Task inputs:
#####
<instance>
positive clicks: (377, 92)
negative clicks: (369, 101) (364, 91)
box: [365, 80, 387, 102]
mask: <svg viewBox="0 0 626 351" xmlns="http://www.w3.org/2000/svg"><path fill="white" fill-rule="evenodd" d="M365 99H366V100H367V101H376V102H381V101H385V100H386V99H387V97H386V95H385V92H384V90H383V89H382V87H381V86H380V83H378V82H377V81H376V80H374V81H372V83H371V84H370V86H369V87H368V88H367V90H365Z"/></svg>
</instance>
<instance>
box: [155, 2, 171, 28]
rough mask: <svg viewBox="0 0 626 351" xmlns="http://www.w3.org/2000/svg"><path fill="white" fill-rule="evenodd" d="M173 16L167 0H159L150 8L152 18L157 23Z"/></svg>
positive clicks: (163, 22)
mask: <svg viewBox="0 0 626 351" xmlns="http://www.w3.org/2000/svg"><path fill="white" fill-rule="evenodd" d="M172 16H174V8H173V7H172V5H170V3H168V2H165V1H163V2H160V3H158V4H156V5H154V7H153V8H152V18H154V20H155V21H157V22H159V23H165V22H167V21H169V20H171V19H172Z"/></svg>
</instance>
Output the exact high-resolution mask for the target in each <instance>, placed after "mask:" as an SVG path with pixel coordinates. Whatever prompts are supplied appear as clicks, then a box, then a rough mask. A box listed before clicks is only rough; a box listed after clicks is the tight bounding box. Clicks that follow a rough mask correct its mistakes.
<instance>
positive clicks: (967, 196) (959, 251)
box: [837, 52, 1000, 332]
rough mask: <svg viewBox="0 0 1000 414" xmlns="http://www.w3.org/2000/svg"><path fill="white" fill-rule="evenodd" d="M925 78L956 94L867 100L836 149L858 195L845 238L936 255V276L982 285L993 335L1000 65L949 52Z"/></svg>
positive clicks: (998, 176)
#####
Write out all the items above again with each "positive clicks" renamed to "foreground clicks", leaving every other character unchanged.

Completed task:
<instance>
foreground clicks: (377, 92)
negative clicks: (369, 101) (364, 91)
box: [365, 80, 387, 102]
mask: <svg viewBox="0 0 626 351" xmlns="http://www.w3.org/2000/svg"><path fill="white" fill-rule="evenodd" d="M365 99H366V100H367V101H376V102H381V101H385V100H386V99H387V97H386V95H385V92H384V90H383V89H382V87H381V86H380V83H378V82H377V81H376V80H374V81H372V83H371V84H370V86H369V87H368V88H367V90H365Z"/></svg>
</instance>
<instance>
box: [155, 2, 171, 28]
rough mask: <svg viewBox="0 0 626 351" xmlns="http://www.w3.org/2000/svg"><path fill="white" fill-rule="evenodd" d="M173 16L167 0H159L150 8L152 18L157 23Z"/></svg>
foreground clicks: (163, 22)
mask: <svg viewBox="0 0 626 351" xmlns="http://www.w3.org/2000/svg"><path fill="white" fill-rule="evenodd" d="M172 16H174V8H173V7H172V5H170V3H168V2H165V1H163V2H160V3H158V4H156V5H154V7H153V8H152V18H154V20H155V21H157V22H159V23H165V22H167V21H169V20H171V19H172Z"/></svg>
</instance>
Output the exact high-resolution mask for the target in each <instance>, placed after "mask:" as an SVG path with pixel coordinates. Whatever prompts are supplied appear as clicks, then a box, then a rough mask. A box listed before clicks is only rough; a box listed after clicks is the tight bounding box. Clicks that follow a rough mask correct its mistakes.
<instance>
foreground clicks: (967, 196) (959, 251)
box: [837, 52, 1000, 332]
rough mask: <svg viewBox="0 0 1000 414" xmlns="http://www.w3.org/2000/svg"><path fill="white" fill-rule="evenodd" d="M925 78L956 94L867 100L836 149L858 195L845 238L936 255V276L982 285L993 335L1000 65L949 52Z"/></svg>
foreground clicks: (998, 176)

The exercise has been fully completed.